### ESTRATTO FORNITO
---*---

Pietro Barucci, “Barche di pescatori verso l'aspra”, olio su tela, 1893

I miei nonni tra ancore e navigare

Mario Sechi
Cannoni e mitragliatrici, soldati americani e tedeschi come colonna sonora. Le notti a Torregrande. Desolina e le sue amiche che scappavano in campagna. E quella vita scandita dal rumore del mare.

“Non ho bisogno di tempo per sapere come sei: conoscersi è luce improvvisa”.

Pedro Salinas

 

 

Se tu vuoi scoprire il mio mondo, devi aprire gli occhi e sognare. Se tu vuoi diventare grande, devi imparare a contar le fiammelle del cielo. Ti servirà, un giorno, a riconoscere la luce improvvisa.

 

Io sono venuto al mondo in una notte stellata. Ho aperto i miei occhi, sopra di me c’erano infinite teorie di brillanti, le guardavo mentre venivo cullato tra le braccia di Desolina Careddu, mia nonna, moglie e vedova di Salvatore “Palloi” Marongiu, mio nonno. Il pescatore. E la sposa del pescatore. La ricordo come fosse ora, quella notte. Eravamo al villaggio dei pescatori, a Torregrande. Avevo trascorso la giornata al pontiletto, saltando da una barca all’altra, inebriato dal profumo delle reti, intrise di squame vive di pesce appena pescato, cefali, triglie, spigole, sparlotte, polpi, crostacei. E una stella marina. E una conchiglia. Era un mondo sottomarino che emergeva per il piacere del mio sguardo. Era il tuffo di un delfino, era la pinna saettante di uno squalo. Non c’erano confini, il mio universo era là, tra le baracche dei pescatori e il cantiere navale del maestro d’ascia, Tatano Spanu.  Ero là, come un gatto selvatico tra le dune di sabbia, non avevo ancora sette anni, vagavo nel labirinto del fasciame delle barche in costruzione, quasi stordito dal profumo aspro delle pitture e delle resine, stregato dai bagliori e dalle ombre, dalle asce, dai martelli, dalle tenaglie, dalle pialle, dai chiodi, dai bulloni, dalle catene, dalle bitte, dalle eliche, dalle carrucole, dalle cerniere, dai fanali, dalle molle, dai moschettoni, dai verricelli, dai paranchi, dalle polene. I disegni delle barche erano stesi sul tavolo di lavoro del cantiere, infiniti papiri galleggianti. La vita mi accoglieva a braccia aperte, io la succhiavo avidamente, mai sazio. Nonna Desolina la alimentava con le sue storie di mare e guerra. La mia vita è cominciata così, con due donne: mamma Peppica e nonna Desolina. Il cielo stellato sopra di me, il suo racconto dentro di me.

---*---

### RICHIESTE
1. Nel racconto sui nonni pescatori, come si chiamava il maestro d'ascia del cantiere navale?
2. Cita dal racconto sui nonni pescatori il passo che va da "Se tu vuoi scoprire" a "la luce improvvisa.".
3. Prosegui il racconto sui nonni pescatori dal punto in cui si ferma.
Le righe riportate di seguito non servono.

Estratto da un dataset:
---*---

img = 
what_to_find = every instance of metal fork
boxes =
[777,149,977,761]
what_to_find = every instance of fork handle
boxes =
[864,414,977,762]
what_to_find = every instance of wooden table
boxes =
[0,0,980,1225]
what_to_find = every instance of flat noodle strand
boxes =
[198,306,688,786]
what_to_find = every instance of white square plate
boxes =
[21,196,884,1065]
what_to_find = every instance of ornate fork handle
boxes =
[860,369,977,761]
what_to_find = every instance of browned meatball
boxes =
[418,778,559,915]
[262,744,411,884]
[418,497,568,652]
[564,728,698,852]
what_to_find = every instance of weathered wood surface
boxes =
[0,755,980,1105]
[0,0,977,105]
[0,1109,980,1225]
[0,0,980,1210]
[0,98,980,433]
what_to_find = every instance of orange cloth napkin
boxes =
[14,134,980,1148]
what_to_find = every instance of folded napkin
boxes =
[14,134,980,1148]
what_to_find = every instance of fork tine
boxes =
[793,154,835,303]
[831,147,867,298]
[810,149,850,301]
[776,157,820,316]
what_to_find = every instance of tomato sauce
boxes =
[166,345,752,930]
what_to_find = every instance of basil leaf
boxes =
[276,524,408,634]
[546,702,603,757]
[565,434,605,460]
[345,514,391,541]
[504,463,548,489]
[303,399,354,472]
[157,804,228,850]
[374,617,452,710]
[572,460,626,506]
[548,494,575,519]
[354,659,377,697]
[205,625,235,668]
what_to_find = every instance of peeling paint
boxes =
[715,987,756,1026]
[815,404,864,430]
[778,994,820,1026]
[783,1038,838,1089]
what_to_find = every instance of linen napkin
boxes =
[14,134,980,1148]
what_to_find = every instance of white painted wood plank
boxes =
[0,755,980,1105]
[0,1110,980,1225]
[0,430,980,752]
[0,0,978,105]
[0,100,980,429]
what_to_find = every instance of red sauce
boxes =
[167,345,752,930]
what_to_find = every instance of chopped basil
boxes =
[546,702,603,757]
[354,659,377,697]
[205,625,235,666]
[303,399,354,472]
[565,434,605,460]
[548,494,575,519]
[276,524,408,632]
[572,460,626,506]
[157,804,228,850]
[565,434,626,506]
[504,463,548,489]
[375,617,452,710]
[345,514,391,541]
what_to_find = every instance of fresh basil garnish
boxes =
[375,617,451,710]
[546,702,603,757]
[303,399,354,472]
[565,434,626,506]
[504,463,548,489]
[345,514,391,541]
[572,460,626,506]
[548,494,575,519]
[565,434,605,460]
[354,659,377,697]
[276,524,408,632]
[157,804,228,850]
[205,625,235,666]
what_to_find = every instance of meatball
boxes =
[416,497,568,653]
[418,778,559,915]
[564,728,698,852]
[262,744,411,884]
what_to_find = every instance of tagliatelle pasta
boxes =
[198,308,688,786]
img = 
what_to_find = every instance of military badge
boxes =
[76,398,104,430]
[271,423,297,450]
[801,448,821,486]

---*---

### RISPOSTE ALLE RICHIESTE
1. Tatano Spanu.

2.
Se tu vuoi scoprire il mio mondo, devi aprire gli occhi e sognare. Se tu vuoi diventare grande, devi imparare a contar le fiammelle del cielo. Ti servirà, un giorno, a riconoscere la luce improvvisa.

3.
Era vestita tutta di nero, Desolina. Portava l’abito delle donne sarde che avevano perso il marito. Gonna lunga fino a baciarle i piedi, camicia di cotone bianca, scialle e “su muccadori”, il fazzoletto per coprire il capo. Un’eleganza severa che nei giorni di festa s’impreziosiva di ricami, bottoni di filigrana d’oro, colpi di colore si riverberavano sul viso della nonna, dolce e austero. La sua povertà era di regale portamento, ornato di fazzoletti, manti, manticelli, scialli, gonne, drappeggi. Era bellissima, Desolina. Aveva una cascata di capelli ramati, li pettinava tutti i giorni con la stessa cura con cui Penelope tesseva la sua tela.

 

Emanavano uno splendore naturale, li raccoglieva in una treccia che sembrava animarsi di forza mitologica. “Amazzone sulla folgore”, sembrava una nobildonna del Regno di Castiglia. I primi capelli bianchi fiorirono mentre stava superando il ciclopico faraglione dei novant’anni e cominciava a immaginare il suo incontro con la Grande Mietitrice. Mi diceva, con un sorriso: “Mario, morirò…”. No, che non muori, tu vivrai. Sei Desolina Careddu, sei d’acciaio temprato, sei una figlia dei giganti di Monte Prama.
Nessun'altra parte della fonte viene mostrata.